Start of PROVIDED INFORMATION

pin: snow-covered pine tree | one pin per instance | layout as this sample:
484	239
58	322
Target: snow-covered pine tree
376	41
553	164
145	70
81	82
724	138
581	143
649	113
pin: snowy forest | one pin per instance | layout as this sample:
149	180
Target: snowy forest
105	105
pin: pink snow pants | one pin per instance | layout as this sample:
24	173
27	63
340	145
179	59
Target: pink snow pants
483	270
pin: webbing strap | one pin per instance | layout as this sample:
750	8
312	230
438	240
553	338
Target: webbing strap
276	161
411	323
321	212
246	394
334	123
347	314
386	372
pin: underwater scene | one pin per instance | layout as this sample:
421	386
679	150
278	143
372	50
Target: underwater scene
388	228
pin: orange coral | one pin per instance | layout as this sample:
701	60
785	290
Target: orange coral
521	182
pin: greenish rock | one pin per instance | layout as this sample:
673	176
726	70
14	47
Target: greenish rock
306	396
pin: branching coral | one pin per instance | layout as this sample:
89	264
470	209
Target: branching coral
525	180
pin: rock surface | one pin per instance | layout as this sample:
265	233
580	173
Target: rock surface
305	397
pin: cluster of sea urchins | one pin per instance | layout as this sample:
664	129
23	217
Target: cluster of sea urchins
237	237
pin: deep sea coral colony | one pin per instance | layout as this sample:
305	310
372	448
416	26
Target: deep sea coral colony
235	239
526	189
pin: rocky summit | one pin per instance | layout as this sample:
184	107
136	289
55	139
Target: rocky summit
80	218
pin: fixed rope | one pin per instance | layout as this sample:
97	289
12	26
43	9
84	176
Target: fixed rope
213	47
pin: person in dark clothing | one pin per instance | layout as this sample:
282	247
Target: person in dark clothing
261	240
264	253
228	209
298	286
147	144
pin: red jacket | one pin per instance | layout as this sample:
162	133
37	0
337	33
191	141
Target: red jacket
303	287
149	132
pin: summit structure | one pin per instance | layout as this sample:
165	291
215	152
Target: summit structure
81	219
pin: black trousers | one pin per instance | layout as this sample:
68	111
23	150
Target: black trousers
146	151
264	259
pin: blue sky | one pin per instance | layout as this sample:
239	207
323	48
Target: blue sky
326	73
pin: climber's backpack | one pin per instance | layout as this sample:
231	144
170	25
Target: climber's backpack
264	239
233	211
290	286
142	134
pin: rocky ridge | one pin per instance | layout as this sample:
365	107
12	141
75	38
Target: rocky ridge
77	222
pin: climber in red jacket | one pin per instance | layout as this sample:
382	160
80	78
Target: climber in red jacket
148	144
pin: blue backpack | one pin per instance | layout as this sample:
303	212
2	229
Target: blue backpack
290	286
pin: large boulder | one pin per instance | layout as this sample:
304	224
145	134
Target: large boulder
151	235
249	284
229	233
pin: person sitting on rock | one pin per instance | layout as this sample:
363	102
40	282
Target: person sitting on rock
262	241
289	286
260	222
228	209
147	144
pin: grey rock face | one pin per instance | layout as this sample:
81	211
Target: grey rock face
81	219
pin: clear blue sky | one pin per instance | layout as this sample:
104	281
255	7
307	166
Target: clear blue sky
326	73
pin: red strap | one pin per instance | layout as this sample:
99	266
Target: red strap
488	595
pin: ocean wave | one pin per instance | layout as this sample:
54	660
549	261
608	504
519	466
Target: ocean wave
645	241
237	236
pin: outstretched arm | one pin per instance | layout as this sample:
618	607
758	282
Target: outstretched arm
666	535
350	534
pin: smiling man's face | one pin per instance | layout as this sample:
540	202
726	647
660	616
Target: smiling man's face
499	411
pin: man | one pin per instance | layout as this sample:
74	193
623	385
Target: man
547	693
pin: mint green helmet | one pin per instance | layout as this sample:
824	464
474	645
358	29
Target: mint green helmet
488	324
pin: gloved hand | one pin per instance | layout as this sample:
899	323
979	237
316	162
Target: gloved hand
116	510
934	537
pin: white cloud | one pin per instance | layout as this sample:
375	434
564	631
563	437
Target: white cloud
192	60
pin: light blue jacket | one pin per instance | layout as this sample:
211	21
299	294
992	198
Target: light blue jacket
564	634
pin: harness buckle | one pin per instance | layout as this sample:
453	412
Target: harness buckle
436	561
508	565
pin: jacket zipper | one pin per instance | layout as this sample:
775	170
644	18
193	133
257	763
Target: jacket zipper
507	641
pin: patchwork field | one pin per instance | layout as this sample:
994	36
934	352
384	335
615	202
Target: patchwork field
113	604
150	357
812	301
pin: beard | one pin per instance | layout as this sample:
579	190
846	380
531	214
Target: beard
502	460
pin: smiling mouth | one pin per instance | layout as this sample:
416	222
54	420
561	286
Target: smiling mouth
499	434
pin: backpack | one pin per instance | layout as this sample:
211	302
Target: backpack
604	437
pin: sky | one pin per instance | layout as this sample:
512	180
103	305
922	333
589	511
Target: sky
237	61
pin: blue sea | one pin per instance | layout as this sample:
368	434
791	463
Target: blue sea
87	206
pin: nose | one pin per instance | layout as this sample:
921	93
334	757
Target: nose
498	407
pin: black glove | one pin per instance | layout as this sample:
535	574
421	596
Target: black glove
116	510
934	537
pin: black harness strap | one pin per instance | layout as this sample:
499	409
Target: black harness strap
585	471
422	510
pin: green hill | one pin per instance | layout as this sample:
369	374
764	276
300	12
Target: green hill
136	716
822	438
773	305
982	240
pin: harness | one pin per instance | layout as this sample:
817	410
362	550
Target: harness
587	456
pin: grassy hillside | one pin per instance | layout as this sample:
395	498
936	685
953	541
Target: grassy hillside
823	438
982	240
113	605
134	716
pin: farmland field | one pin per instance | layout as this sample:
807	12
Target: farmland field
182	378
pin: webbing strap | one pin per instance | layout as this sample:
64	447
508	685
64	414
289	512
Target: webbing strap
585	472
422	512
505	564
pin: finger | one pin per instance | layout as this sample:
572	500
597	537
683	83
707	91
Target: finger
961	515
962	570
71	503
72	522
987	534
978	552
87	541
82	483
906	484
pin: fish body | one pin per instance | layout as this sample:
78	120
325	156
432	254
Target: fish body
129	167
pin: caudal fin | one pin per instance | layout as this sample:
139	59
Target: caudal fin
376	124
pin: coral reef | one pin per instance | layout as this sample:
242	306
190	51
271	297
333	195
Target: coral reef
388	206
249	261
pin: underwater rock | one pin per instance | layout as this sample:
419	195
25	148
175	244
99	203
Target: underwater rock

End of PROVIDED INFORMATION

## WORK INSTRUCTIONS
Would you copy each line of the data exactly as it appears above?

## OUTPUT OF THE EXERCISE
pin: snow-covered pine tree | one pin per instance | layout as this sample:
484	239
58	322
Target: snow-covered pine tree
376	41
553	164
145	70
81	82
724	138
581	143
649	113
pin: snowy forest | one pin per instance | layout as this sample:
149	180
Target: snowy forest
105	105
pin: pink snow pants | one pin per instance | layout as this sample:
24	173
27	63
340	145
179	59
Target: pink snow pants
483	270
pin: webbing strap | one pin per instance | layout as this sample:
750	8
312	230
438	240
553	338
Target: webbing strap
276	161
411	323
321	212
246	394
334	123
347	314
386	372
pin: underwater scene | one pin per instance | layout as this sample:
421	386
679	150
278	143
372	50
Target: underwater scene
388	228
pin: orange coral | one pin per instance | layout as this sample:
701	60
785	290
Target: orange coral
521	182
pin: greenish rock | one pin per instance | layout as this sample:
673	176
726	70
14	47
Target: greenish rock
306	396
pin: branching coral | one pin per instance | layout as this sample:
89	264
470	209
Target: branching coral
525	180
pin: rock surface | one pin per instance | layout as this sample:
265	233
580	173
Target: rock surface
305	397
pin: cluster of sea urchins | one pin per instance | layout as this sample:
664	129
23	217
Target: cluster of sea urchins
237	237
pin: deep sea coral colony | one pin per instance | layout as this sample:
305	310
372	448
416	26
Target: deep sea coral colony
235	239
526	189
pin: rocky summit | one pin per instance | layout as this sample:
184	107
136	289
55	139
Target: rocky summit
80	218
pin: fixed rope | one pin per instance | layout as this sample:
97	289
12	26
43	9
84	176
Target: fixed rope
213	47
pin: person in dark clothing | one pin per instance | layout as this sample:
282	247
Target: person in dark clothing
261	240
264	253
228	209
298	286
147	144
pin: red jacket | one pin per instance | layout as this sample:
162	133
37	0
337	33
191	141
Target: red jacket
303	287
149	132
pin: summit structure | one pin per instance | layout as this sample:
165	291
215	152
Target: summit structure
81	219
pin: black trousers | one pin per instance | layout as this sample:
68	111
23	150
Target: black trousers
146	151
264	259
pin: blue sky | one pin per instance | layout as this sample:
239	207
323	48
Target: blue sky
326	73
pin: climber's backpack | one pin per instance | layout as this sample:
231	144
170	25
Target: climber's backpack
264	239
233	211
290	286
142	134
pin: rocky ridge | one pin per instance | layout as this sample:
365	107
12	141
75	38
Target: rocky ridge
77	222
pin: climber in red jacket | one pin per instance | layout as this sample:
382	160
80	78
Target: climber in red jacket
148	144
pin: blue backpack | one pin per instance | layout as this sample:
303	212
2	229
Target: blue backpack
290	286
pin: large boulder | one pin per instance | layout as this sample:
304	224
145	134
Target: large boulder
151	235
249	284
229	233
pin: person sitting on rock | one pin per instance | layout as this sample:
363	102
40	282
Target: person sitting on rock
262	241
289	286
260	222
228	209
147	144
pin: grey rock face | one pin per instance | layout as this sample:
81	211
Target: grey rock face
81	219
pin: clear blue sky | one pin per instance | layout as this sample:
104	281
255	7
307	166
Target: clear blue sky
326	73
pin: red strap | one pin per instance | layout as this sample:
99	266
Target: red strap
488	595
pin: ocean wave | one pin per instance | layout as this sample:
54	660
549	261
608	504
519	466
Target: ocean wave
645	241
237	236
pin: outstretched arm | one pin per instance | layout as this sample:
618	607
758	282
Target: outstretched arm
666	535
350	534
pin: smiling man's face | one pin per instance | layout as this sample:
540	202
726	647
660	616
Target: smiling man's face
499	411
pin: man | one pin per instance | layout as this sample:
74	193
623	385
Target: man
547	693
pin: mint green helmet | one pin per instance | layout as this sample:
824	464
474	645
358	29
Target: mint green helmet
488	324
pin: gloved hand | one pin per instance | layout as this sample:
899	323
979	237
316	162
Target: gloved hand
116	510
934	537
pin: white cloud | one pin per instance | layout as this sample:
375	434
564	631
563	437
Target: white cloud
192	60
pin: light blue jacket | one pin per instance | layout as this sample:
211	21
299	294
992	198
Target: light blue jacket
564	634
pin: harness buckle | one pin per instance | layout as this sample:
453	412
Target: harness buckle
436	561
508	565
pin: jacket zipper | one pin per instance | layout as this sample:
775	170
644	18
193	133
257	763
Target: jacket zipper
507	641
pin: patchwork field | one pin per instance | layout as this sample:
994	36
934	352
384	335
615	202
Target: patchwork field
113	604
150	357
812	301
pin: beard | one pin per instance | layout as this sample:
579	190
846	380
531	214
Target: beard
502	460
pin: smiling mouth | one pin per instance | layout as this sample:
416	222
54	420
561	286
Target: smiling mouth
499	434
pin: backpack | one pin per instance | layout as this sample:
211	302
Target: backpack
604	437
pin: sky | one pin per instance | layout as this sample:
512	180
103	305
922	333
589	511
Target: sky
237	61
pin: blue sea | one pin per instance | layout as this sample:
368	434
791	463
Target: blue sea
87	206
pin: nose | one pin per instance | layout as this sample:
921	93
334	757
Target: nose
498	407
pin: black glove | one pin per instance | layout as this sample:
535	574
421	596
Target: black glove
116	510
934	537
pin: black harness strap | one pin per instance | layout as this sample:
499	409
Target: black harness strap
585	471
422	510
pin: green hill | one pin per instance | layout as this sample:
369	374
764	276
300	12
Target: green hill
136	716
822	438
773	305
982	240
pin: harness | one pin per instance | layout as this sample:
817	410
362	550
Target: harness
587	456
pin: grassy hillside | one pin per instance | layout as this sample:
395	498
936	685
953	541
Target: grassy hillside
823	438
982	240
113	605
134	716
pin: farmland field | one pin per instance | layout as this sample:
807	12
Target: farmland field
182	378
pin: webbing strap | one pin per instance | layout as this sample:
64	447
508	685
64	414
289	512
Target: webbing strap
585	472
422	512
505	564
pin: finger | one pin per instance | layout as this sample:
572	500
597	537
683	83
707	91
Target: finger
961	515
962	570
71	503
72	522
987	534
978	552
87	541
82	483
906	484
pin: fish body | one pin per instance | layout as this sample:
78	120
325	156
432	254
Target: fish body
129	167
pin: caudal fin | one pin per instance | layout as this sample:
139	59
Target: caudal fin
376	124
pin: coral reef | one pin per instance | layout as this sample:
242	306
190	51
271	297
333	195
Target: coral reef
388	206
249	261
pin: underwater rock | one pin per instance | layout as this sample:
419	195
25	148
175	244
99	203
Target: underwater rock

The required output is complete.